Reproduce each of the entries below word for word, keeping every line and its order unchanged.

-- BEGIN Data extract --

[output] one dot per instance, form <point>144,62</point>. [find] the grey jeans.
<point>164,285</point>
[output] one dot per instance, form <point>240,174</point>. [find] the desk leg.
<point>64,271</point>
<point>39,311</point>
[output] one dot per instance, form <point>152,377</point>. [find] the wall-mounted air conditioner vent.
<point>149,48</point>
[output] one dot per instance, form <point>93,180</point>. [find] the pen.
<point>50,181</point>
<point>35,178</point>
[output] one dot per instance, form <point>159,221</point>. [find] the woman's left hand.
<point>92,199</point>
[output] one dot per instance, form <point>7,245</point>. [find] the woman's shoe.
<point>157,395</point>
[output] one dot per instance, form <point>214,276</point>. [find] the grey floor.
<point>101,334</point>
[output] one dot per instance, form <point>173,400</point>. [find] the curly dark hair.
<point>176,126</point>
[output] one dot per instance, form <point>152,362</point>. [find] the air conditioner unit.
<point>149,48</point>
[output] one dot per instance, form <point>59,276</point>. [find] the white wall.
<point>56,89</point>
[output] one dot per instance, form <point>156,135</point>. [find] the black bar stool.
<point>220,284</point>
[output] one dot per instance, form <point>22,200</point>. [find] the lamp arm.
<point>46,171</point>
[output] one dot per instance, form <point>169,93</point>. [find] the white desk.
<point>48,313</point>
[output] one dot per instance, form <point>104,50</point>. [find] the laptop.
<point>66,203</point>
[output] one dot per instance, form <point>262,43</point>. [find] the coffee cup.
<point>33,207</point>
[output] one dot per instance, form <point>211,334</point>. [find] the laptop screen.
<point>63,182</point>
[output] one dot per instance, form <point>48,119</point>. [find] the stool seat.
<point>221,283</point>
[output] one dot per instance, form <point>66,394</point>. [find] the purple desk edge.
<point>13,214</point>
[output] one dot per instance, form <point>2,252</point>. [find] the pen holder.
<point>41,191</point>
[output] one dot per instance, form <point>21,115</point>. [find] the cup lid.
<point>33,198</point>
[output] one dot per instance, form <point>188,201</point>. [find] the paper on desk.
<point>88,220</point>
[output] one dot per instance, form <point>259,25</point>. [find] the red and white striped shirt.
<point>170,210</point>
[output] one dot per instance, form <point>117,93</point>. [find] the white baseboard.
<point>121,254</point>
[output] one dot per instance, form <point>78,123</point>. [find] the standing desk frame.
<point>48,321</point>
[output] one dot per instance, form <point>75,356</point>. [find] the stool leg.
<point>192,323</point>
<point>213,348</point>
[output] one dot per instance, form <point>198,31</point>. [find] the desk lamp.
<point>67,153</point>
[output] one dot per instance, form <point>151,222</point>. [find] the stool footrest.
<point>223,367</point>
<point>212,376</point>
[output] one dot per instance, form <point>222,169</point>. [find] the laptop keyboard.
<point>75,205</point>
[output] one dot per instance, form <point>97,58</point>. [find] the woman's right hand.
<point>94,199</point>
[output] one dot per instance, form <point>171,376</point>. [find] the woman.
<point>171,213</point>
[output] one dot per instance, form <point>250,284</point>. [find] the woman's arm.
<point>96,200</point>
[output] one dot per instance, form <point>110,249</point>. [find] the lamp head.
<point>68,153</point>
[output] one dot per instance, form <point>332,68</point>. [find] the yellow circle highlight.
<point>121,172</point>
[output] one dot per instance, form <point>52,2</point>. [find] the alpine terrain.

-- END Data extract --

> **Reply to the exercise**
[output] one dot per instance, form <point>144,62</point>. [find] the grey jeans.
<point>164,285</point>
[output] one dot per instance, form <point>240,174</point>. [find] the desk leg.
<point>64,271</point>
<point>39,311</point>
[output] one dot per instance, form <point>152,377</point>. [find] the wall-mounted air conditioner vent.
<point>149,48</point>
[output] one dot per instance, form <point>93,180</point>. [find] the pen.
<point>50,181</point>
<point>35,178</point>
[output] one dot per instance, form <point>159,221</point>. [find] the woman's left hand.
<point>92,199</point>
[output] one dot per instance, form <point>7,245</point>. [find] the woman's shoe.
<point>157,395</point>
[output] one dot per instance, form <point>214,276</point>. [find] the grey floor.
<point>101,334</point>
[output] one dot per instance, form <point>173,400</point>. [find] the curly dark hair.
<point>176,126</point>
[output] one dot per instance, form <point>152,362</point>. [find] the air conditioner unit.
<point>149,48</point>
[output] one dot per instance, form <point>59,276</point>. [find] the white wall.
<point>56,89</point>
[output] one dot per instance, form <point>156,135</point>. [find] the black bar stool.
<point>220,284</point>
[output] one dot per instance, form <point>22,200</point>. [find] the lamp arm.
<point>46,171</point>
[output] one dot per instance, form <point>169,93</point>. [find] the white desk.
<point>48,313</point>
[output] one dot per instance, form <point>104,50</point>. [find] the laptop.
<point>66,203</point>
[output] one dot per instance, form <point>262,43</point>. [find] the coffee cup.
<point>33,207</point>
[output] one dot per instance, form <point>211,334</point>. [find] the laptop screen.
<point>63,182</point>
[output] one dot per instance, form <point>48,119</point>. [find] the stool seat.
<point>221,283</point>
[output] one dot per instance, form <point>66,394</point>. [find] the purple desk edge.
<point>13,214</point>
[output] one dot per instance, form <point>2,252</point>. [find] the pen holder.
<point>41,191</point>
[output] one dot per instance, form <point>21,115</point>. [find] the cup lid.
<point>33,198</point>
[output] one dot per instance, form <point>188,201</point>. [find] the paper on desk.
<point>88,220</point>
[output] one dot per instance, form <point>259,25</point>. [find] the red and white striped shirt.
<point>170,210</point>
[output] one dot per instance, form <point>117,93</point>. [find] the white baseboard.
<point>121,254</point>
[output] one dot per instance, form <point>78,123</point>. [find] the standing desk frame.
<point>48,321</point>
[output] one dot per instance, form <point>75,356</point>. [find] the stool leg.
<point>192,323</point>
<point>213,348</point>
[output] one dot per instance, form <point>198,31</point>. [find] the desk lamp.
<point>67,153</point>
[output] one dot per instance, form <point>151,222</point>. [find] the stool footrest.
<point>223,367</point>
<point>212,376</point>
[output] one dot per instance, form <point>222,169</point>. [find] the laptop keyboard.
<point>75,205</point>
[output] one dot per instance, form <point>97,58</point>. [find] the woman's right hand.
<point>94,199</point>
[output] one dot per instance, form <point>171,376</point>. [find] the woman.
<point>171,213</point>
[output] one dot per instance, form <point>250,284</point>. [find] the woman's arm.
<point>96,200</point>
[output] one dot per instance, form <point>110,249</point>. [find] the lamp head.
<point>68,153</point>
[output] one dot per instance, form <point>332,68</point>. [find] the yellow circle highlight.
<point>121,172</point>
[output] one dot per instance, form <point>52,2</point>. [find] the alpine terrain.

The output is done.